Exercise directions. Pictures in the records should not be copied, but every other part must be repeated exactly.

[Image point annotation entries]
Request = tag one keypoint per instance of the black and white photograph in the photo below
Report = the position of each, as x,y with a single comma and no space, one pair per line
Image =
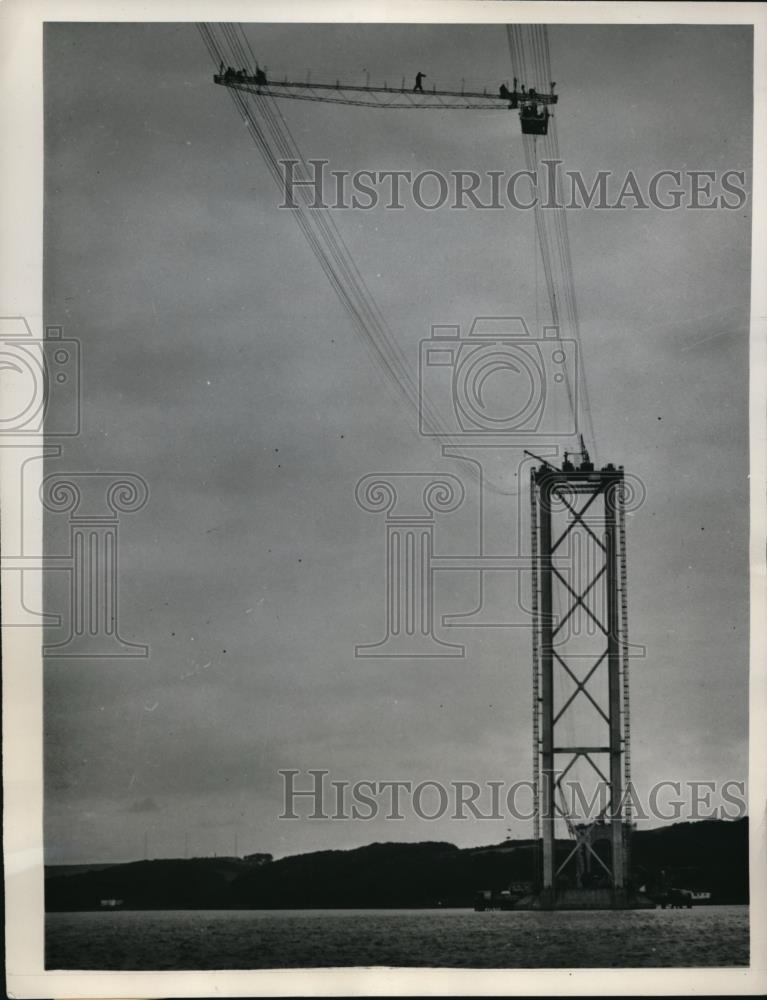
379,462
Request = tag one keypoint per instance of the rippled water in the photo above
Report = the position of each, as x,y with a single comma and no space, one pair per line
259,939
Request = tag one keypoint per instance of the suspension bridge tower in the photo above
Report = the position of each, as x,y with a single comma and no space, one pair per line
581,723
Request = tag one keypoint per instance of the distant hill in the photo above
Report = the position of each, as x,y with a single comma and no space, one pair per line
710,854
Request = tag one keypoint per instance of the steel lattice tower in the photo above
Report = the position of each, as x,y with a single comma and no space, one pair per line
580,639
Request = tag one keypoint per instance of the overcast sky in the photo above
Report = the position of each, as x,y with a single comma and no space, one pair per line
219,365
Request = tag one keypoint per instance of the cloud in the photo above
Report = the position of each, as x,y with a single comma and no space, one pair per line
147,804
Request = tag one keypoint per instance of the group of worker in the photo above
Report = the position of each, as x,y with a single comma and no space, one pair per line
242,75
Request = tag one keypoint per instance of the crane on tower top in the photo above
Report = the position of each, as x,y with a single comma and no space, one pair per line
533,106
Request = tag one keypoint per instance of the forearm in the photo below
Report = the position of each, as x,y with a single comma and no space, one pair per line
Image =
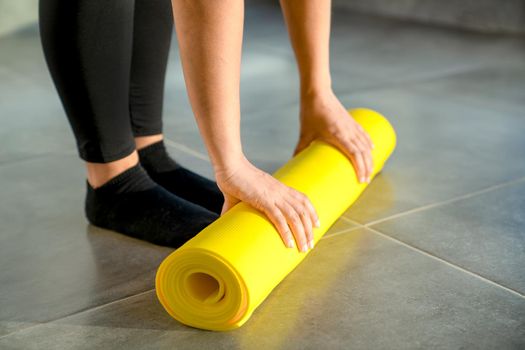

Solution to this exercise.
Request = tag one keypoint per instance of the black and white photograph in the photo below
Report = the position of each, as x,y with a single comma and no space, one pair per line
Image =
379,462
Request = tag one keypoint per instance of the rippled water in the photo above
Report = the position of each, as x,y with a single comma and no space, one pair per line
259,939
Request = tag one keypoint per instance of the suspension bridge tower in the photo above
Report = the position of each, as x,y with a single comma and no space, one pair per line
581,723
Request = tag one keypoint per instance of the distant hill in the photo above
Report = the position of each, as x,y with a single comma and no space, one pair per line
710,854
Request = tag one keypoint per instance of the steel lattice tower in the photo above
Report = the position of each, as x,y with a single comma and no space, one pair per line
580,639
Request = tag one keypoint per instance of the overcast sky in the photo above
Report = the position of each, as x,y with a single comma and no space, one pair per line
219,365
Request = tag one keypoint per instance of the cloud in the photo above
Report = the position of each, as x,y with a single comma and no space, one pair per line
147,804
Request = tag one keypoint per instance of the group of worker in the photo above
Report = the position of each, as x,y with a single comma and no space, one pair per line
242,75
Request = tag one keypoint per instance of the crane on tower top in the photo above
Report = the position of each, as x,y with a single comma and no space, one pair per line
533,106
Request = tag one keypoint per instance of the forearm in the photo below
Report = the position of each, as x,y with a single comma and no space, one pair per line
Image =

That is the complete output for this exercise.